**Exercise goal:**
With the pictures omitted, write out the entries that follow exactly as they stand.

**Given records:**
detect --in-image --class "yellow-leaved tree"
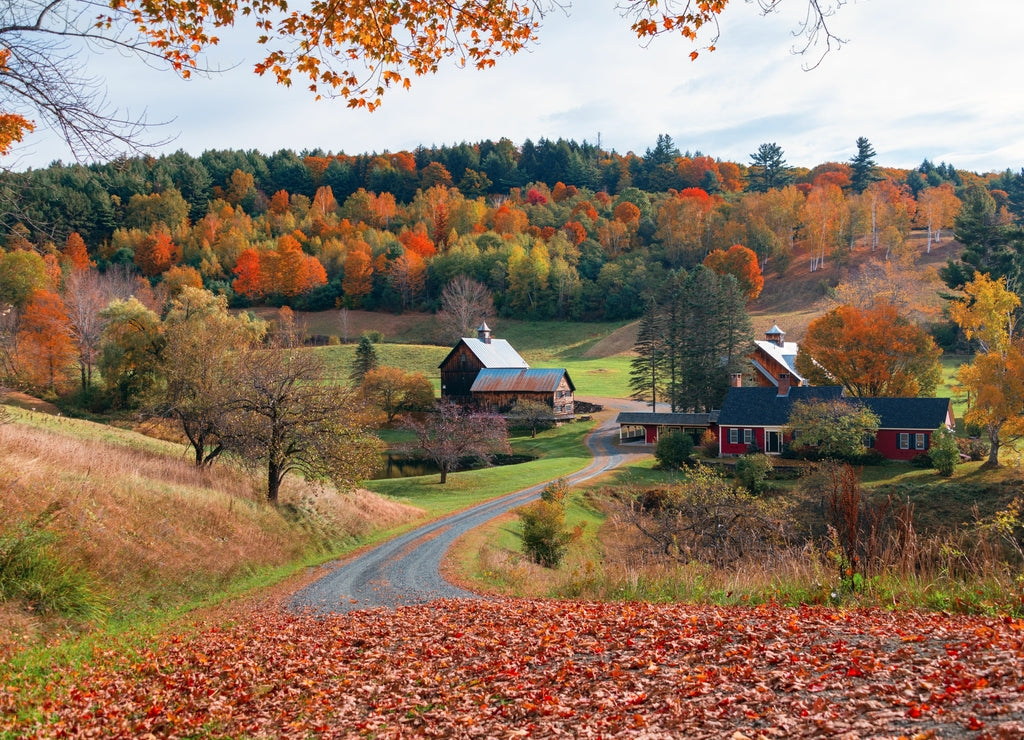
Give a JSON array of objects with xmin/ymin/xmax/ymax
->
[{"xmin": 949, "ymin": 273, "xmax": 1024, "ymax": 468}]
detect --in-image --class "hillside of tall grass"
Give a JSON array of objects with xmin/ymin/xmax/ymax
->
[{"xmin": 0, "ymin": 407, "xmax": 423, "ymax": 659}]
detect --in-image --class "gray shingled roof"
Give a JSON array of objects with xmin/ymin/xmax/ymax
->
[
  {"xmin": 615, "ymin": 411, "xmax": 718, "ymax": 427},
  {"xmin": 862, "ymin": 398, "xmax": 952, "ymax": 430},
  {"xmin": 470, "ymin": 367, "xmax": 575, "ymax": 393},
  {"xmin": 718, "ymin": 386, "xmax": 843, "ymax": 427},
  {"xmin": 718, "ymin": 386, "xmax": 951, "ymax": 430}
]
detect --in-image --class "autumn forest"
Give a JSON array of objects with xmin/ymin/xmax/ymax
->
[{"xmin": 0, "ymin": 136, "xmax": 991, "ymax": 320}]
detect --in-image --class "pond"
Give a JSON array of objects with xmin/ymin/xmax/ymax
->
[{"xmin": 371, "ymin": 452, "xmax": 536, "ymax": 480}]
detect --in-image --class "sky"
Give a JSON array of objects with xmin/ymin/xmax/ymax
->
[{"xmin": 7, "ymin": 0, "xmax": 1024, "ymax": 172}]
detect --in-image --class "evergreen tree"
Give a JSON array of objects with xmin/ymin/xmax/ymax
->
[
  {"xmin": 349, "ymin": 335, "xmax": 379, "ymax": 385},
  {"xmin": 850, "ymin": 136, "xmax": 882, "ymax": 193},
  {"xmin": 939, "ymin": 183, "xmax": 1024, "ymax": 290},
  {"xmin": 748, "ymin": 141, "xmax": 793, "ymax": 192},
  {"xmin": 630, "ymin": 265, "xmax": 751, "ymax": 412},
  {"xmin": 630, "ymin": 302, "xmax": 670, "ymax": 411}
]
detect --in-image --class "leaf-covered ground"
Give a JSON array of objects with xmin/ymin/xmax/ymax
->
[{"xmin": 0, "ymin": 600, "xmax": 1024, "ymax": 740}]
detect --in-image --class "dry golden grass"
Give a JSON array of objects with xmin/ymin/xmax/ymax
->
[{"xmin": 0, "ymin": 409, "xmax": 422, "ymax": 630}]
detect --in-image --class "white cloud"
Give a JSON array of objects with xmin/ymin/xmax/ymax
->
[{"xmin": 15, "ymin": 0, "xmax": 1024, "ymax": 171}]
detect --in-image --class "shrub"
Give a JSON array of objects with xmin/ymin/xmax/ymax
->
[
  {"xmin": 956, "ymin": 437, "xmax": 988, "ymax": 462},
  {"xmin": 0, "ymin": 506, "xmax": 106, "ymax": 620},
  {"xmin": 519, "ymin": 498, "xmax": 572, "ymax": 568},
  {"xmin": 928, "ymin": 427, "xmax": 959, "ymax": 477},
  {"xmin": 654, "ymin": 432, "xmax": 693, "ymax": 470},
  {"xmin": 736, "ymin": 452, "xmax": 775, "ymax": 493}
]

**Response:**
detect --in-image --class "yellow-leaved tree"
Give a JSON array of objects with xmin/ymin/xmax/ymax
->
[{"xmin": 949, "ymin": 273, "xmax": 1024, "ymax": 468}]
detect --in-image --class "hillside of tall grass"
Give a JSON array of objects with xmin/ymin/xmax/ymax
->
[{"xmin": 0, "ymin": 407, "xmax": 423, "ymax": 659}]
detect --in-image --class "gray shingled roof"
Give a JSON array of objects with xmin/ymin/xmax/ymax
->
[
  {"xmin": 615, "ymin": 411, "xmax": 718, "ymax": 427},
  {"xmin": 862, "ymin": 398, "xmax": 952, "ymax": 430},
  {"xmin": 470, "ymin": 367, "xmax": 575, "ymax": 393},
  {"xmin": 718, "ymin": 386, "xmax": 843, "ymax": 427},
  {"xmin": 718, "ymin": 386, "xmax": 951, "ymax": 430}
]
detect --in-image --class "autumn forest"
Give a JSON array of objects with xmin/ymin/xmax/ymax
->
[{"xmin": 0, "ymin": 136, "xmax": 991, "ymax": 320}]
detect --in-image --class "pond"
Give a JSON array of objects with xmin/ymin/xmax/ymax
->
[{"xmin": 371, "ymin": 452, "xmax": 536, "ymax": 480}]
detect --in-image --class "sky"
Give a JSON array of objects with xmin/ymin/xmax/ymax
->
[{"xmin": 7, "ymin": 0, "xmax": 1024, "ymax": 172}]
detect --in-image --class "evergreen tree"
Give a JSON array of objects with xmin/ymin/xmax/ymax
->
[
  {"xmin": 349, "ymin": 335, "xmax": 379, "ymax": 385},
  {"xmin": 850, "ymin": 136, "xmax": 882, "ymax": 193},
  {"xmin": 939, "ymin": 183, "xmax": 1024, "ymax": 290},
  {"xmin": 748, "ymin": 141, "xmax": 793, "ymax": 192},
  {"xmin": 630, "ymin": 265, "xmax": 751, "ymax": 412},
  {"xmin": 630, "ymin": 302, "xmax": 670, "ymax": 411}
]
detect --in-image --class "leaf-covered ground"
Give a JSON array of objects with xmin/ymin/xmax/ymax
->
[{"xmin": 0, "ymin": 600, "xmax": 1024, "ymax": 740}]
detect --in-image --class "dry golden grass"
Give a JSON array of objects with xmin/ymin/xmax/ymax
->
[{"xmin": 0, "ymin": 409, "xmax": 422, "ymax": 630}]
detect --in-image --class "white cloud"
Give a JSON array of objects with xmin/ymin/xmax/ymax
->
[{"xmin": 15, "ymin": 0, "xmax": 1024, "ymax": 171}]
detect --in-image --class "shrub"
Give a JSON array of objects with xmin/ymin/xmax/ymax
->
[
  {"xmin": 956, "ymin": 437, "xmax": 988, "ymax": 462},
  {"xmin": 0, "ymin": 506, "xmax": 106, "ymax": 620},
  {"xmin": 519, "ymin": 498, "xmax": 572, "ymax": 568},
  {"xmin": 928, "ymin": 427, "xmax": 959, "ymax": 477},
  {"xmin": 654, "ymin": 432, "xmax": 693, "ymax": 470},
  {"xmin": 736, "ymin": 452, "xmax": 775, "ymax": 493}
]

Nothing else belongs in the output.